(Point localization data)
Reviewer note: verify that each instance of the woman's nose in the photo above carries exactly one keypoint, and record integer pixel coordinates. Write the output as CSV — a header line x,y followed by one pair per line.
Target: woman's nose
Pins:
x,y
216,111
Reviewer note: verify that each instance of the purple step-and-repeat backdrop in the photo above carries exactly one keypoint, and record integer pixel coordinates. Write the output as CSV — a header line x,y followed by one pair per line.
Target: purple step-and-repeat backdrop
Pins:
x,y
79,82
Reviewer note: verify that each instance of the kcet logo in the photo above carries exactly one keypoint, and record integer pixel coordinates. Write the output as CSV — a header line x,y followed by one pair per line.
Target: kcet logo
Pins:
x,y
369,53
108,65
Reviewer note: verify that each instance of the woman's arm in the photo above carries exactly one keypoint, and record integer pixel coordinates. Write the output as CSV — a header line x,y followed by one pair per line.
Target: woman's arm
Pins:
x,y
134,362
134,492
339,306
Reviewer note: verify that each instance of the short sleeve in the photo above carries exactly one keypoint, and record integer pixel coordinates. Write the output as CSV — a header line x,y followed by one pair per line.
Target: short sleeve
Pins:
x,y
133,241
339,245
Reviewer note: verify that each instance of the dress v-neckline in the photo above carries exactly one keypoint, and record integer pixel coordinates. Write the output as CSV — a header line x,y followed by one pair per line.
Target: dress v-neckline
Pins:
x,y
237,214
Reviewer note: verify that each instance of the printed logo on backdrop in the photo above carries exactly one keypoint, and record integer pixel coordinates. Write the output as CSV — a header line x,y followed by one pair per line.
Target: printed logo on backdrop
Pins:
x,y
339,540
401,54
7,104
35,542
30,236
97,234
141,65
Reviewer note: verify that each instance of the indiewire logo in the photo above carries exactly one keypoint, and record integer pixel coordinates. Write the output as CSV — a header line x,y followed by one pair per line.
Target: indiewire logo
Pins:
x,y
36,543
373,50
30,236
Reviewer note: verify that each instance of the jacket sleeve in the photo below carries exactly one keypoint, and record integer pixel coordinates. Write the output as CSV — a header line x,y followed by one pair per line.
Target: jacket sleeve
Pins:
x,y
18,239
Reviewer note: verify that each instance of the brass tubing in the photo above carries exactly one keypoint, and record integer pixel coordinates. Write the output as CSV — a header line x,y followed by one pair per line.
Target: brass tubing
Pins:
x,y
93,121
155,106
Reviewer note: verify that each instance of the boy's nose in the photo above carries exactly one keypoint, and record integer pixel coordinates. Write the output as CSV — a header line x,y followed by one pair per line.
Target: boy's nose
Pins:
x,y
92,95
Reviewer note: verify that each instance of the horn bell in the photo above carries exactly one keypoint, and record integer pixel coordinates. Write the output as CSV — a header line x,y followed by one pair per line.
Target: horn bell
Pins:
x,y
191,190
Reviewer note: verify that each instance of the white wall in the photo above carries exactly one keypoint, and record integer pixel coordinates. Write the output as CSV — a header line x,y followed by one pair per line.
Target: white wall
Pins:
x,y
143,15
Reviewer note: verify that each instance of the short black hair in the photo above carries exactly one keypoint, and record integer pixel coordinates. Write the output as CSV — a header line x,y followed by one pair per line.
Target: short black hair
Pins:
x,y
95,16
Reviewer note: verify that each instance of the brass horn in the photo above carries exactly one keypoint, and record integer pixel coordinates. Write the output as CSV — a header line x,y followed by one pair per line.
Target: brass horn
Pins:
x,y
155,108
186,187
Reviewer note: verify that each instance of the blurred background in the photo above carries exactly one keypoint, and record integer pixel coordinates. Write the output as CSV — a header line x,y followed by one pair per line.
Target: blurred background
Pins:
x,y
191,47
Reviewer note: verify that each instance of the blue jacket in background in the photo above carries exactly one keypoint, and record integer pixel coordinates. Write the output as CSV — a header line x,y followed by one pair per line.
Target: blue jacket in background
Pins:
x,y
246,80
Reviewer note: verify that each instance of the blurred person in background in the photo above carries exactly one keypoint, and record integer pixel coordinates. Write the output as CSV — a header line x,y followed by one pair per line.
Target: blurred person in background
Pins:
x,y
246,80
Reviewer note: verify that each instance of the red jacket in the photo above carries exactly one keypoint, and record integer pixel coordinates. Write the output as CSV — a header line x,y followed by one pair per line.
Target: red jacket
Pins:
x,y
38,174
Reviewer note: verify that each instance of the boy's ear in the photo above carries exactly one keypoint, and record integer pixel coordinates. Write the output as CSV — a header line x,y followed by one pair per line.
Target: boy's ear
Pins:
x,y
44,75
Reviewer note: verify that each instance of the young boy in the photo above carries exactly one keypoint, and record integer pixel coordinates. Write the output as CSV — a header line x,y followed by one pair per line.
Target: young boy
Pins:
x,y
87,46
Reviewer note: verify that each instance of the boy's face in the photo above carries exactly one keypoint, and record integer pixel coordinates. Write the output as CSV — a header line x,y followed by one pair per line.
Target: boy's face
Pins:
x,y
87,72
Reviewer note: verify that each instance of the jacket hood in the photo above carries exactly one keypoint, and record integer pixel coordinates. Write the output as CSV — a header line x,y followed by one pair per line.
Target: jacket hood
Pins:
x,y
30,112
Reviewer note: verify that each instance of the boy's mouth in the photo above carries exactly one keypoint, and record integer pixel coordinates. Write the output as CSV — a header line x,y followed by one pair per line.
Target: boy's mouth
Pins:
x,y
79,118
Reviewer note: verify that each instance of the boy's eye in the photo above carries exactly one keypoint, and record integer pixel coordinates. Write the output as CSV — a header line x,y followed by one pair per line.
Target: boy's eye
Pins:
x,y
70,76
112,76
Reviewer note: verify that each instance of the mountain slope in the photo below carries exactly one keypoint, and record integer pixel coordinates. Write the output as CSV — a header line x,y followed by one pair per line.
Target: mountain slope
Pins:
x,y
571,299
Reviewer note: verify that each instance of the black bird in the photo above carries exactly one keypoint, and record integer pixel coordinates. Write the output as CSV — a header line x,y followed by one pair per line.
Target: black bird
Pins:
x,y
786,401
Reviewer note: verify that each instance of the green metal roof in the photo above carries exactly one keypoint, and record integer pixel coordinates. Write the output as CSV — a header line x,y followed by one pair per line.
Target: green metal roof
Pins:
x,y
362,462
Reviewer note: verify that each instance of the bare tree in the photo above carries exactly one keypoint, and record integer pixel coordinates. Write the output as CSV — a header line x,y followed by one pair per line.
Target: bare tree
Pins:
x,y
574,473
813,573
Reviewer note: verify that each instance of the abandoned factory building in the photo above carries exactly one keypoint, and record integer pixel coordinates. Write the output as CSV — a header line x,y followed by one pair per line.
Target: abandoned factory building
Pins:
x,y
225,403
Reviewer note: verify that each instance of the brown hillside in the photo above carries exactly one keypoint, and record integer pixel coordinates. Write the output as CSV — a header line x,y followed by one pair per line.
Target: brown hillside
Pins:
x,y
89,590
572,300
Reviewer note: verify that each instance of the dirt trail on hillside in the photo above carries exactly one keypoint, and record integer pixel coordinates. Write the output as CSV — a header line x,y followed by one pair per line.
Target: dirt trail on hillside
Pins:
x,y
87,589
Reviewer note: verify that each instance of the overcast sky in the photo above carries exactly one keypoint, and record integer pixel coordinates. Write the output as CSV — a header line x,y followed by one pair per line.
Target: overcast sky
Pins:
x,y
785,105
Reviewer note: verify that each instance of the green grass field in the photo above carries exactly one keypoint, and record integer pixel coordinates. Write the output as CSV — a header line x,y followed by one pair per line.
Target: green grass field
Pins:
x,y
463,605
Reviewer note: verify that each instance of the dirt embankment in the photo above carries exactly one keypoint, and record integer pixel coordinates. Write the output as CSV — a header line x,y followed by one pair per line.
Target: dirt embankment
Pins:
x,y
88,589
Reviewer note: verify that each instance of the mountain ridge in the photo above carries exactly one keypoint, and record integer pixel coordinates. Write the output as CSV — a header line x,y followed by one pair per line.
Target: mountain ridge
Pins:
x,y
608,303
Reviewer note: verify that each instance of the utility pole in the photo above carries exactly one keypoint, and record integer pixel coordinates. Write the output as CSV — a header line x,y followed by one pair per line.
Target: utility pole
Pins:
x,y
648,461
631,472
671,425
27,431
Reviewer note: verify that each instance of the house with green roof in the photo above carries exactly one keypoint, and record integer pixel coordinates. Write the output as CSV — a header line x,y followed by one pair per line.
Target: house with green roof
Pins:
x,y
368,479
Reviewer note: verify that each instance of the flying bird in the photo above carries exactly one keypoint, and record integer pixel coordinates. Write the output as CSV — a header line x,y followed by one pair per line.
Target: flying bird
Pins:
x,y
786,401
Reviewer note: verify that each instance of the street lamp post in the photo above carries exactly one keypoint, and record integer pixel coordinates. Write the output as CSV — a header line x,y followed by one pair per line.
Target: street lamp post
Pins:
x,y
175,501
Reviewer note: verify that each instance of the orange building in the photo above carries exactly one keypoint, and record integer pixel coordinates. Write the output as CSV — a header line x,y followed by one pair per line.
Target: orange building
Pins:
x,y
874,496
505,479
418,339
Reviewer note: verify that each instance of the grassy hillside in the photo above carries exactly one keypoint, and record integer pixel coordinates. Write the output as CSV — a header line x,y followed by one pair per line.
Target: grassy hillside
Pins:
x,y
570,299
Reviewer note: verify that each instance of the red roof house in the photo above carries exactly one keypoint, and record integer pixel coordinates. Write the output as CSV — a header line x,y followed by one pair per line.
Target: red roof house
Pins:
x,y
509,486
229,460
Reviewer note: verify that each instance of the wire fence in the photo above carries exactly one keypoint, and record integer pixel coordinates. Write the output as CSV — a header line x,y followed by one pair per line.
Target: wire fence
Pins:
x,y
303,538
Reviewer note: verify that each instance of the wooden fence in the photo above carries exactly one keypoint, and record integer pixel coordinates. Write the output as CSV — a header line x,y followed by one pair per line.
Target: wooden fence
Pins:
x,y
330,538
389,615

(GOAL OF THE EXERCISE) Stop at the line containing "Reviewer note: verify that each instance of the purple". Please print exactly every line before it from the start of the records, plus that line itself, and nothing else.

(REPLY TO THE EXERCISE)
Reviewer note: verify that each instance of the woman's nose in the photo above carries exactly one keypoint, and record integer pixel coordinates. Write the output as CSV — a header line x,y followed by one pair per line.
Target: woman's nose
Pins:
x,y
216,111
Reviewer note: verify that each instance of the purple step-and-repeat backdrop in the photo above carries exactly one keypoint, and record integer pixel coordinates. Write the output as CSV — a header line x,y followed by one pair per line.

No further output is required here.